── DATA SHOWN ──
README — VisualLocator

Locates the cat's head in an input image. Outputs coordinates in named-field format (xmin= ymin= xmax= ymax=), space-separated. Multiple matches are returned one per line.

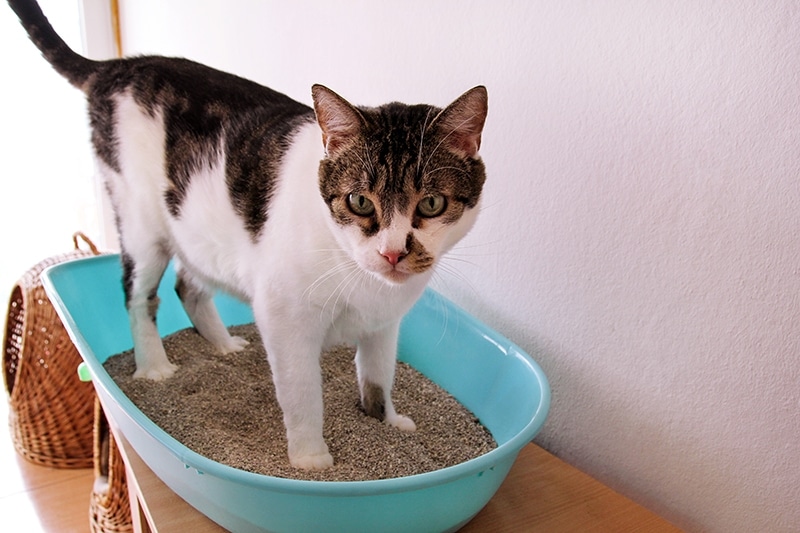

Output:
xmin=312 ymin=85 xmax=487 ymax=284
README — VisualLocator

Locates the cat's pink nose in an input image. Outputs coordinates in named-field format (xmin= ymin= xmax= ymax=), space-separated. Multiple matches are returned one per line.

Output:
xmin=381 ymin=252 xmax=406 ymax=266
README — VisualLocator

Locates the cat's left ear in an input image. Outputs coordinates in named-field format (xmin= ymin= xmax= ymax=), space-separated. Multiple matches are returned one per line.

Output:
xmin=311 ymin=84 xmax=364 ymax=156
xmin=433 ymin=85 xmax=489 ymax=158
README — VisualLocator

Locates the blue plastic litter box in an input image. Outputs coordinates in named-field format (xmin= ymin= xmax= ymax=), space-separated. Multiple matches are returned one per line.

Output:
xmin=43 ymin=255 xmax=550 ymax=533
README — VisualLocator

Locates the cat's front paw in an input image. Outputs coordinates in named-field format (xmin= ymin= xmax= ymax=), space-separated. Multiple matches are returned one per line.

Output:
xmin=133 ymin=361 xmax=178 ymax=381
xmin=289 ymin=452 xmax=333 ymax=470
xmin=217 ymin=336 xmax=250 ymax=354
xmin=386 ymin=414 xmax=417 ymax=432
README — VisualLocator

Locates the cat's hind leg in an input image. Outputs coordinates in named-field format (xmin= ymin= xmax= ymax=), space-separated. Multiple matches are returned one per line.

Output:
xmin=122 ymin=250 xmax=178 ymax=381
xmin=175 ymin=260 xmax=248 ymax=354
xmin=356 ymin=325 xmax=417 ymax=431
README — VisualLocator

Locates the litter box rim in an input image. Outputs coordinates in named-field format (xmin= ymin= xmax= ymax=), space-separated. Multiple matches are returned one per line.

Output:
xmin=42 ymin=254 xmax=551 ymax=497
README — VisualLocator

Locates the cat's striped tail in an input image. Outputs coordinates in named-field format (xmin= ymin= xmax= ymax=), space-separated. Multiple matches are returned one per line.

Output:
xmin=8 ymin=0 xmax=98 ymax=90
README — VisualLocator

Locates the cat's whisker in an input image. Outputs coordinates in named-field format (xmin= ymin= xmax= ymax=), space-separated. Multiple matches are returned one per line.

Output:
xmin=302 ymin=261 xmax=355 ymax=299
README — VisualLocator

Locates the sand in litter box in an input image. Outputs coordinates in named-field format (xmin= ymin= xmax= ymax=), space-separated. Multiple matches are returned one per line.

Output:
xmin=105 ymin=324 xmax=496 ymax=481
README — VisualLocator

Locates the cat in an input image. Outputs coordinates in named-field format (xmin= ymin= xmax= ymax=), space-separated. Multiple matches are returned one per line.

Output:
xmin=9 ymin=0 xmax=488 ymax=469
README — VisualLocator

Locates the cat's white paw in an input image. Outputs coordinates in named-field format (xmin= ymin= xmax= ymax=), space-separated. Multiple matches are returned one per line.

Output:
xmin=133 ymin=361 xmax=178 ymax=381
xmin=217 ymin=336 xmax=250 ymax=354
xmin=289 ymin=452 xmax=333 ymax=470
xmin=386 ymin=414 xmax=417 ymax=432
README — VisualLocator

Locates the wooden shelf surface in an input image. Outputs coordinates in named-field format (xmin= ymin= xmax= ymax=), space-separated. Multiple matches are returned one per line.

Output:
xmin=109 ymin=420 xmax=680 ymax=533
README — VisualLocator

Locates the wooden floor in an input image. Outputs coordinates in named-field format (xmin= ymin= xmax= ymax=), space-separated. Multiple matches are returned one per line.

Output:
xmin=0 ymin=398 xmax=94 ymax=533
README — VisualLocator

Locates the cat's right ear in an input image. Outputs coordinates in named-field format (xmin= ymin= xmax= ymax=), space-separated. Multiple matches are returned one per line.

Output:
xmin=311 ymin=84 xmax=364 ymax=156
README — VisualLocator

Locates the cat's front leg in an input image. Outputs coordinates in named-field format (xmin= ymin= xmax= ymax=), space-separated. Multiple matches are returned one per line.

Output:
xmin=175 ymin=260 xmax=248 ymax=354
xmin=356 ymin=324 xmax=417 ymax=431
xmin=253 ymin=303 xmax=333 ymax=470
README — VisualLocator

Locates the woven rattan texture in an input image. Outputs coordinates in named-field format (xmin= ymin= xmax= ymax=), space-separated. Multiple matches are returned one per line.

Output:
xmin=89 ymin=400 xmax=133 ymax=533
xmin=3 ymin=235 xmax=97 ymax=468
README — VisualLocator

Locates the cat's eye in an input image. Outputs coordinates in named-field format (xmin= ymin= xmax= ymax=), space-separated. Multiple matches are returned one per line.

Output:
xmin=417 ymin=194 xmax=447 ymax=218
xmin=347 ymin=193 xmax=375 ymax=217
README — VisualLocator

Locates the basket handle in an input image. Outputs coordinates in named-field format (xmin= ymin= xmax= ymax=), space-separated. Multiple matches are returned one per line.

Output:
xmin=72 ymin=231 xmax=100 ymax=255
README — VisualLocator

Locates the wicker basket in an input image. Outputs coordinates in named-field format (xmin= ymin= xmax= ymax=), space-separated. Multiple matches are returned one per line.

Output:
xmin=89 ymin=399 xmax=133 ymax=533
xmin=3 ymin=233 xmax=99 ymax=468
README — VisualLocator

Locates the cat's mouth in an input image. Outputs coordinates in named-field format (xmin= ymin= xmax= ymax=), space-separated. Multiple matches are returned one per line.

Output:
xmin=383 ymin=268 xmax=413 ymax=285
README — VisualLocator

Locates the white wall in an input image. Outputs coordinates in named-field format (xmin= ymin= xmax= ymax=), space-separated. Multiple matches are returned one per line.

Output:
xmin=121 ymin=0 xmax=800 ymax=533
xmin=0 ymin=0 xmax=99 ymax=300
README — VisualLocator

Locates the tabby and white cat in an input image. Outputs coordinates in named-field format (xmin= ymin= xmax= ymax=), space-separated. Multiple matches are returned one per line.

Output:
xmin=9 ymin=0 xmax=487 ymax=469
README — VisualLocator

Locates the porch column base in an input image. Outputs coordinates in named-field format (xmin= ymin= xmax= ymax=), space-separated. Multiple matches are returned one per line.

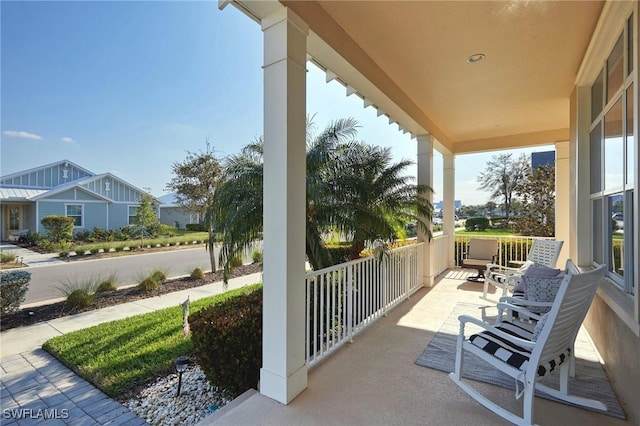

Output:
xmin=260 ymin=365 xmax=307 ymax=405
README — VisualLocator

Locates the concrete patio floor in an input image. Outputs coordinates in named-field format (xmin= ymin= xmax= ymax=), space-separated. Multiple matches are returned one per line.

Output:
xmin=200 ymin=269 xmax=637 ymax=426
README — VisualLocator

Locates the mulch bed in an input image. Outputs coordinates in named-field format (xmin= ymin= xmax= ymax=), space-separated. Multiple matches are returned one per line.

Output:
xmin=0 ymin=263 xmax=262 ymax=331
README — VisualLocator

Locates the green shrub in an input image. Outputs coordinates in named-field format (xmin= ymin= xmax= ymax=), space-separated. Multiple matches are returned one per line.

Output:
xmin=491 ymin=217 xmax=509 ymax=229
xmin=40 ymin=215 xmax=75 ymax=243
xmin=230 ymin=254 xmax=242 ymax=268
xmin=96 ymin=281 xmax=118 ymax=293
xmin=149 ymin=268 xmax=167 ymax=284
xmin=251 ymin=249 xmax=263 ymax=263
xmin=464 ymin=217 xmax=489 ymax=231
xmin=138 ymin=276 xmax=158 ymax=291
xmin=0 ymin=271 xmax=31 ymax=315
xmin=189 ymin=288 xmax=262 ymax=398
xmin=73 ymin=229 xmax=91 ymax=241
xmin=18 ymin=231 xmax=43 ymax=246
xmin=0 ymin=251 xmax=16 ymax=263
xmin=66 ymin=288 xmax=94 ymax=309
xmin=327 ymin=244 xmax=351 ymax=266
xmin=191 ymin=268 xmax=204 ymax=280
xmin=157 ymin=223 xmax=178 ymax=237
xmin=185 ymin=223 xmax=208 ymax=232
xmin=96 ymin=274 xmax=118 ymax=293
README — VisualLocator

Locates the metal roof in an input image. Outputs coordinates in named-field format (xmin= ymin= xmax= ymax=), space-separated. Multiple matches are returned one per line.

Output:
xmin=0 ymin=188 xmax=49 ymax=201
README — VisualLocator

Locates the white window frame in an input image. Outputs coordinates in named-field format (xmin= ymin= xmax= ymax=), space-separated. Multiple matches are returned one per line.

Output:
xmin=64 ymin=203 xmax=84 ymax=229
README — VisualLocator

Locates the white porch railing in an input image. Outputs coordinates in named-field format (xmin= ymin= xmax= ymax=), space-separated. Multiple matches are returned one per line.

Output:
xmin=305 ymin=243 xmax=424 ymax=366
xmin=454 ymin=235 xmax=552 ymax=266
xmin=431 ymin=235 xmax=451 ymax=277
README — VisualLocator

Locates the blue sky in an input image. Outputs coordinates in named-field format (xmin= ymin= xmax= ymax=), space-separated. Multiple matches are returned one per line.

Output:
xmin=0 ymin=1 xmax=552 ymax=204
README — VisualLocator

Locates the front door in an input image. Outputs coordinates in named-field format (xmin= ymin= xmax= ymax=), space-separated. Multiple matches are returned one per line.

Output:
xmin=4 ymin=205 xmax=22 ymax=239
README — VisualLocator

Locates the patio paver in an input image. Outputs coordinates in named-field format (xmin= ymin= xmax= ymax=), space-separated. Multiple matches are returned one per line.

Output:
xmin=0 ymin=349 xmax=146 ymax=426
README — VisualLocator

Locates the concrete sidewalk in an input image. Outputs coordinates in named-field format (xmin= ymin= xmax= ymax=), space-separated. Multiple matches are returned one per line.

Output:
xmin=0 ymin=273 xmax=262 ymax=425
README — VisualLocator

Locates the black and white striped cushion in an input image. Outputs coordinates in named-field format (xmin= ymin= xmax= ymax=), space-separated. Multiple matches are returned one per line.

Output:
xmin=469 ymin=322 xmax=570 ymax=376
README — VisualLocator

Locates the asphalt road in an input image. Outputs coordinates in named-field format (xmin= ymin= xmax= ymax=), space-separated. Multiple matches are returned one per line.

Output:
xmin=24 ymin=246 xmax=217 ymax=304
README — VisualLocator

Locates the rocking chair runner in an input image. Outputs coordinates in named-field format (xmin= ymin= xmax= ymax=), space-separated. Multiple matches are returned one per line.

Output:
xmin=482 ymin=239 xmax=564 ymax=298
xmin=449 ymin=260 xmax=607 ymax=425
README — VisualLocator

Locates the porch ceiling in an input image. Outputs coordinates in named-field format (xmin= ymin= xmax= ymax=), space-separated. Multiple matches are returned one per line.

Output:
xmin=276 ymin=0 xmax=604 ymax=153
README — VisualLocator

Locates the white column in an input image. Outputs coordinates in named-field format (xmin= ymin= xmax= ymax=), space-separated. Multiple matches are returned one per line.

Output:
xmin=260 ymin=8 xmax=308 ymax=404
xmin=555 ymin=141 xmax=571 ymax=267
xmin=572 ymin=87 xmax=593 ymax=266
xmin=442 ymin=152 xmax=456 ymax=268
xmin=417 ymin=134 xmax=434 ymax=287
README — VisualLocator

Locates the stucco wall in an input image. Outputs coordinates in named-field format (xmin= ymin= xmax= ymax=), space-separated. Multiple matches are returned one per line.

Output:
xmin=584 ymin=296 xmax=640 ymax=424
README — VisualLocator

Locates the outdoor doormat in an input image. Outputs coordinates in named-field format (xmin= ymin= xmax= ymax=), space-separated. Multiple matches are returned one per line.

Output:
xmin=416 ymin=303 xmax=627 ymax=419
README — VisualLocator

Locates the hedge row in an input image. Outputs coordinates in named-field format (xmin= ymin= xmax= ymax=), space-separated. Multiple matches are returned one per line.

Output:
xmin=0 ymin=271 xmax=31 ymax=315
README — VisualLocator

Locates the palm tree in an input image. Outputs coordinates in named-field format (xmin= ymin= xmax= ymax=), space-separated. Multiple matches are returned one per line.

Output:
xmin=206 ymin=138 xmax=264 ymax=282
xmin=210 ymin=118 xmax=433 ymax=280
xmin=331 ymin=142 xmax=433 ymax=259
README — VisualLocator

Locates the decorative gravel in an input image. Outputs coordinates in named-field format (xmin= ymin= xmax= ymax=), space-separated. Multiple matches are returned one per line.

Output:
xmin=124 ymin=365 xmax=228 ymax=425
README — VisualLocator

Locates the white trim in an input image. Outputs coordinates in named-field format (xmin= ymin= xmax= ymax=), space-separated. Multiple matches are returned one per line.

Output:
xmin=36 ymin=198 xmax=109 ymax=204
xmin=575 ymin=1 xmax=635 ymax=86
xmin=64 ymin=203 xmax=85 ymax=229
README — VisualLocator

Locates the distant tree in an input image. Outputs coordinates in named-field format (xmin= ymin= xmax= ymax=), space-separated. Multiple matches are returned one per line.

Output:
xmin=514 ymin=166 xmax=556 ymax=237
xmin=484 ymin=201 xmax=498 ymax=214
xmin=166 ymin=140 xmax=222 ymax=272
xmin=460 ymin=206 xmax=479 ymax=217
xmin=211 ymin=119 xmax=433 ymax=273
xmin=478 ymin=154 xmax=528 ymax=217
xmin=133 ymin=193 xmax=158 ymax=246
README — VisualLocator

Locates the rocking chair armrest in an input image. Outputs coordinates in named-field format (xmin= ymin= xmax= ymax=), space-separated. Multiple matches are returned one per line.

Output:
xmin=458 ymin=315 xmax=536 ymax=349
xmin=497 ymin=302 xmax=542 ymax=321
xmin=499 ymin=296 xmax=553 ymax=308
xmin=487 ymin=263 xmax=522 ymax=275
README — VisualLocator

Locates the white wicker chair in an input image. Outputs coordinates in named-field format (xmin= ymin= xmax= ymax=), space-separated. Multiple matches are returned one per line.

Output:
xmin=449 ymin=260 xmax=607 ymax=425
xmin=482 ymin=239 xmax=564 ymax=298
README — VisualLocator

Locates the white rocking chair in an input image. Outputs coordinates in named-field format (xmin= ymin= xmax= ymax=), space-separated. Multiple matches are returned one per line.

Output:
xmin=449 ymin=262 xmax=607 ymax=425
xmin=482 ymin=239 xmax=564 ymax=298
───
REQUIRED TASK:
Return the data verbatim from its start through the line containing "xmin=433 ymin=85 xmax=489 ymax=158", including that line, and leave the pictures out.

TASK SOLUTION:
README — VisualLocator

Locates the cat's head in an input image. Outputs coordinates in named-field format (xmin= ymin= xmax= ymax=), space-separated. Multiple matches are returned one per line.


Output:
xmin=312 ymin=85 xmax=487 ymax=284
README — VisualLocator

Locates the cat's pink nose in an input image. Outputs coordinates in named-field format (xmin= ymin= xmax= ymax=), space-separated. Multiple matches are returned one per line.

Output:
xmin=381 ymin=252 xmax=406 ymax=266
README — VisualLocator

Locates the cat's left ear in an input image. Outputs coordinates in named-field format (xmin= ymin= xmax= ymax=), space-separated. Multiple matches are returned one per line.

Output:
xmin=311 ymin=84 xmax=364 ymax=156
xmin=433 ymin=85 xmax=489 ymax=158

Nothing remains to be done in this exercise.